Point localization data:
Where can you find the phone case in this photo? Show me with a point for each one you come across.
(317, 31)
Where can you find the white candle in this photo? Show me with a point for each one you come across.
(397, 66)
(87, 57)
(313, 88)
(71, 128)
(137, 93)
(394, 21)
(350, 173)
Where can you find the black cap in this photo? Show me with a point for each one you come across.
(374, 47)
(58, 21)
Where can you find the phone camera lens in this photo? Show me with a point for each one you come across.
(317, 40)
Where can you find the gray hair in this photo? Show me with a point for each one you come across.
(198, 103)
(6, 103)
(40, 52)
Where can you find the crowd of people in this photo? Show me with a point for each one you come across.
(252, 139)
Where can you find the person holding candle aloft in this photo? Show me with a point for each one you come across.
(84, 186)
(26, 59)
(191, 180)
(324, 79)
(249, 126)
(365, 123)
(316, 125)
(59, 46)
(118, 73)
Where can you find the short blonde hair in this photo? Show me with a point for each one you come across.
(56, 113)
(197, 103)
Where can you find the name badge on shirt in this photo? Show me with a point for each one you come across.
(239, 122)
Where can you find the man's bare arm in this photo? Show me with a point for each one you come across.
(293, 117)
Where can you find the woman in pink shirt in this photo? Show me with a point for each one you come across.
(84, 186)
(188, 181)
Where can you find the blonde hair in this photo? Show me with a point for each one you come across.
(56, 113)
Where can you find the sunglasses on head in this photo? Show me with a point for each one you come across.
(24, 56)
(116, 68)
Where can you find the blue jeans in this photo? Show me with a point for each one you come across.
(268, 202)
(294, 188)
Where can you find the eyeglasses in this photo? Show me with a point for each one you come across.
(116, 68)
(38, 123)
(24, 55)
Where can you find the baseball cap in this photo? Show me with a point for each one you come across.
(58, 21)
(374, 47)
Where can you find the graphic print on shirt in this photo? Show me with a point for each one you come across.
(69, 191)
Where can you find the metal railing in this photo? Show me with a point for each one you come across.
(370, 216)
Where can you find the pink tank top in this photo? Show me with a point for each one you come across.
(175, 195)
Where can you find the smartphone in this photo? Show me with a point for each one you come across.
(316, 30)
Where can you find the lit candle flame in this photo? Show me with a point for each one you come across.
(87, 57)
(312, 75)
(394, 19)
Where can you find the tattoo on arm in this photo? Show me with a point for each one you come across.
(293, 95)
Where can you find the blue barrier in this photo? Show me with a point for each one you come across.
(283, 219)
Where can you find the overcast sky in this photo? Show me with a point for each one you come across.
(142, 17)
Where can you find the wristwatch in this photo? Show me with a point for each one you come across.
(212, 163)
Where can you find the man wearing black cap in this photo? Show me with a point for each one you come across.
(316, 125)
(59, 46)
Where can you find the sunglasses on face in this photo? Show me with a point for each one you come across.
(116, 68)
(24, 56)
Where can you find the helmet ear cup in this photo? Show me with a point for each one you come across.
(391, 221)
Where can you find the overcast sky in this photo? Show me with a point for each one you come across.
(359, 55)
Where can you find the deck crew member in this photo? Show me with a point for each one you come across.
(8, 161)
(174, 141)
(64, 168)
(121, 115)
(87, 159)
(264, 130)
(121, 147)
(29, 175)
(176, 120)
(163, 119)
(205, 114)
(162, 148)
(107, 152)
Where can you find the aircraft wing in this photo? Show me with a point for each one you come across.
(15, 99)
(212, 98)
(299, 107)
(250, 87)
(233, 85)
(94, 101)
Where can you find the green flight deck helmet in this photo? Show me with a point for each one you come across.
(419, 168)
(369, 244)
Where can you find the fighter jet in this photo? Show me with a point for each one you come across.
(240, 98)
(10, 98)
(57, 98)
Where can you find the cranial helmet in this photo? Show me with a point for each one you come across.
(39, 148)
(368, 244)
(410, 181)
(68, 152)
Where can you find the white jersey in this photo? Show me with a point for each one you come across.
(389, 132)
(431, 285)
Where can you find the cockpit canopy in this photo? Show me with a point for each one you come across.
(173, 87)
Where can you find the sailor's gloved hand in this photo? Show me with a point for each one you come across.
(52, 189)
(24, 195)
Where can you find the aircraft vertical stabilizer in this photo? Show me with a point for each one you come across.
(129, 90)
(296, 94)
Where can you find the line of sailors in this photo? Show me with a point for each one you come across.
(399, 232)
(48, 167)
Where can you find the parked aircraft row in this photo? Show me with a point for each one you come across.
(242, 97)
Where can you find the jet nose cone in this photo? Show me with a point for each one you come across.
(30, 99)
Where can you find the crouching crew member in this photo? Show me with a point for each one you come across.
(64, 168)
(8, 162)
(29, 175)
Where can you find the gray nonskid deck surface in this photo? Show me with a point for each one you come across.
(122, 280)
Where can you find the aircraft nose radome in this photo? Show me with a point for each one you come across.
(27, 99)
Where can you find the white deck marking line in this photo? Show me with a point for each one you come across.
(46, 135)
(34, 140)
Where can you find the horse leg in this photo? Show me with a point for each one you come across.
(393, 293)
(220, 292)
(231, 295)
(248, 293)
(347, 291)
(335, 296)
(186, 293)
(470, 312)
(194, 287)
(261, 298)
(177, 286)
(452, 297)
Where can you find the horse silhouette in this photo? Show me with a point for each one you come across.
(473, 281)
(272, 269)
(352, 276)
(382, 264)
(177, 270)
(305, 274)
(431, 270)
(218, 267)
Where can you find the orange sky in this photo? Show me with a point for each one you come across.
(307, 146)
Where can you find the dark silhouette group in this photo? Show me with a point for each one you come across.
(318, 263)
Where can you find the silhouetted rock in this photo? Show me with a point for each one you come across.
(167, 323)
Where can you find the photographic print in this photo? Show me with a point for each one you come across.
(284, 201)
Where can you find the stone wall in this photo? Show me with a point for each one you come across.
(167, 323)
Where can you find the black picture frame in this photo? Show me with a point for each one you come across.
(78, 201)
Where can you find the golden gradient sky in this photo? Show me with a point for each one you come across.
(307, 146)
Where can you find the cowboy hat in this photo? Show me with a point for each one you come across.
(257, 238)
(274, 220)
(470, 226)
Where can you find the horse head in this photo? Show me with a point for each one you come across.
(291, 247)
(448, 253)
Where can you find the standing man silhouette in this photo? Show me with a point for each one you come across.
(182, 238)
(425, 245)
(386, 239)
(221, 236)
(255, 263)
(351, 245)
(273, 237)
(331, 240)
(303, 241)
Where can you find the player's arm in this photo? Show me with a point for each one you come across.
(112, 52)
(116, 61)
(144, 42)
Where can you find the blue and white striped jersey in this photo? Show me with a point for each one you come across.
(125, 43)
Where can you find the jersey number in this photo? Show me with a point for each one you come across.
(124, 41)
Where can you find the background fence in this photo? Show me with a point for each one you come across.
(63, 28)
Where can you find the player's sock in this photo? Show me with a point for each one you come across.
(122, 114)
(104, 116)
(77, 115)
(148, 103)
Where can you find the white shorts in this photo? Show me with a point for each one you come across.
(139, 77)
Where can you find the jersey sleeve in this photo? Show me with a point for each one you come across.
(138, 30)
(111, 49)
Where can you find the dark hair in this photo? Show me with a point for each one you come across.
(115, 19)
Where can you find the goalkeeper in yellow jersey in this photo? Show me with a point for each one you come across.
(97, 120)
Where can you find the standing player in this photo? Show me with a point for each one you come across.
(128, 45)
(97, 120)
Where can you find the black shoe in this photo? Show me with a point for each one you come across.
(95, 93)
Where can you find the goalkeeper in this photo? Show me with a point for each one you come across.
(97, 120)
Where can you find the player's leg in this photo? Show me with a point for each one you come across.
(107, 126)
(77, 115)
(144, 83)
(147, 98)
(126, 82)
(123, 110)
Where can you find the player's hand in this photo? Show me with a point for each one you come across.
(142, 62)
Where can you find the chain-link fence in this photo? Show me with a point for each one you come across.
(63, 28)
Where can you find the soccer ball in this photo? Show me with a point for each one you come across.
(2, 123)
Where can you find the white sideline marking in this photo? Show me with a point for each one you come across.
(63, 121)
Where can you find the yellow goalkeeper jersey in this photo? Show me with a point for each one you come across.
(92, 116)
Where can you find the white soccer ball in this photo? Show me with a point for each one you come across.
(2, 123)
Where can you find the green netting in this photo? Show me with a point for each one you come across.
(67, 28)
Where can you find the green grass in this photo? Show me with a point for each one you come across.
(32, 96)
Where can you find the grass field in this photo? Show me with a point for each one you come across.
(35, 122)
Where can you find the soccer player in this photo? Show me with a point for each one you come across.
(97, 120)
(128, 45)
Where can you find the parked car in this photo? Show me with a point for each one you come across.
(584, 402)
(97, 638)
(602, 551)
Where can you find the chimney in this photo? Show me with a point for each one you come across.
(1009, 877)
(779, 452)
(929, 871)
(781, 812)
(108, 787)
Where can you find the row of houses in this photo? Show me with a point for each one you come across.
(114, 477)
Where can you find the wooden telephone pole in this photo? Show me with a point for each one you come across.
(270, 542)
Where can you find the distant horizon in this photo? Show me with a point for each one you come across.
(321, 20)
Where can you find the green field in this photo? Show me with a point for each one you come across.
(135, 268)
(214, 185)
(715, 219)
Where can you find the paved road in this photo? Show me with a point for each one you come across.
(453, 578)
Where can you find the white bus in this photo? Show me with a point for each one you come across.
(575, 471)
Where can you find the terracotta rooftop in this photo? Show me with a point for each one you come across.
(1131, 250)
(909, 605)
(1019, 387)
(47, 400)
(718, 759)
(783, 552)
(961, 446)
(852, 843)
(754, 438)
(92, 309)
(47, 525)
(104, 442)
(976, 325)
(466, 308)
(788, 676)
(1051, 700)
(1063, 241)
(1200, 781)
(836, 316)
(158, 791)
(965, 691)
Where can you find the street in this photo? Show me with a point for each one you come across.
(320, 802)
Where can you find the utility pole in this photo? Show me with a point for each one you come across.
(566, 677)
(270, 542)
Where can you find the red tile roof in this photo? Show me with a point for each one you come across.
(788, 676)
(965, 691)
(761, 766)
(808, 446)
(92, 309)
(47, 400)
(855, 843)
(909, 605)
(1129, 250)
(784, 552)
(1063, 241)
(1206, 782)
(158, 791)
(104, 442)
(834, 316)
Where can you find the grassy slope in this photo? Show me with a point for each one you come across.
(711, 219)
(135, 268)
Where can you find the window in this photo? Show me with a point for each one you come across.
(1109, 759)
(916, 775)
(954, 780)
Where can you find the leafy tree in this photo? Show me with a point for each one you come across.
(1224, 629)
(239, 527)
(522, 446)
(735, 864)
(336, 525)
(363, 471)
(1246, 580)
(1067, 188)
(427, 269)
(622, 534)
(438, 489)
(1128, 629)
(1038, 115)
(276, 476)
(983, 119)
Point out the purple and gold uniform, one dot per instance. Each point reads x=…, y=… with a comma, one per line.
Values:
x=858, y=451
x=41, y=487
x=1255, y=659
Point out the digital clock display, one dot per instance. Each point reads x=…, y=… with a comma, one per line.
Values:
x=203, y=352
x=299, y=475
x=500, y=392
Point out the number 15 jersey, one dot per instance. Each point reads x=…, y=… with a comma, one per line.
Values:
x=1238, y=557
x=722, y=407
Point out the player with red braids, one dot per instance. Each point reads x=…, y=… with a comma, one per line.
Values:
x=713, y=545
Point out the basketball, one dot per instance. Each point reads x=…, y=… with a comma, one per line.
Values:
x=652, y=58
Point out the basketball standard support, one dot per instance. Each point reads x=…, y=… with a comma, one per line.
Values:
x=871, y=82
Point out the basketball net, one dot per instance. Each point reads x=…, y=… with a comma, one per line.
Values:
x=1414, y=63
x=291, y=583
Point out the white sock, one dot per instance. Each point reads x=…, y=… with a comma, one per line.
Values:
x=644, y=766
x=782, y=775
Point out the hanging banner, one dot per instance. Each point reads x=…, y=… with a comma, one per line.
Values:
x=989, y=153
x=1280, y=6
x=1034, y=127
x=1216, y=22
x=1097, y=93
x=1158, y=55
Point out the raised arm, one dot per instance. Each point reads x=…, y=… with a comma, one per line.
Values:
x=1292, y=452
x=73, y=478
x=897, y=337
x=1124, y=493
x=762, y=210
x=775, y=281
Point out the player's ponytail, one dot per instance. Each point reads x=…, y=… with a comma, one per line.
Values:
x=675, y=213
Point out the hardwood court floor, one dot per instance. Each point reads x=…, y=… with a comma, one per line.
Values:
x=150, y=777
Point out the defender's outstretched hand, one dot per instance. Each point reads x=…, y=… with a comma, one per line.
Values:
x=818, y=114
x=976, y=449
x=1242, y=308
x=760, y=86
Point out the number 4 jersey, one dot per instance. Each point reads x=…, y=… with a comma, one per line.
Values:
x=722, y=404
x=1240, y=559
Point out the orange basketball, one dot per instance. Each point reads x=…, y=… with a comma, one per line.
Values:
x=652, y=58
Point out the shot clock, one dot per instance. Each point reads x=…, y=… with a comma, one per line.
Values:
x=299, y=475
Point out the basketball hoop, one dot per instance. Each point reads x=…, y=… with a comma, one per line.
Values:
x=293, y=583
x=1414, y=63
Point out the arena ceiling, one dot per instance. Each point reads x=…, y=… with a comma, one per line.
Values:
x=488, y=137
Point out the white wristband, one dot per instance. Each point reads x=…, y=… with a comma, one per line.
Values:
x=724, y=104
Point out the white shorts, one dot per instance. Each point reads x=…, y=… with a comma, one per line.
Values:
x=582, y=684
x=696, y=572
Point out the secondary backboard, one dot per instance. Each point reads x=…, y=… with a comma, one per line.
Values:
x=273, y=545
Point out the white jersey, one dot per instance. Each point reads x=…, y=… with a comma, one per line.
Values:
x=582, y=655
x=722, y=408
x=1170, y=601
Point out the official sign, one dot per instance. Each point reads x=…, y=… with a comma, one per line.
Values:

• _PROMPT_: Wherever a line of the entries holds the string "basketball", copy that line.

• _TASK ANSWER_:
Point out the basketball, one dot per instance. Each point reads x=…, y=… with a comma, one per line.
Point out the basketball standard support, one dot per instance. Each point reads x=…, y=… with a comma, one per line.
Point out the basketball net, one dot per instance. Each point reads x=…, y=… with a comma, one per line.
Point out the orange basketball, one dot per instance. Each point reads x=…, y=… with a comma, one per line.
Point out the basketball hoop, one dot per instance. Each point reads x=…, y=… with a comma, one per line.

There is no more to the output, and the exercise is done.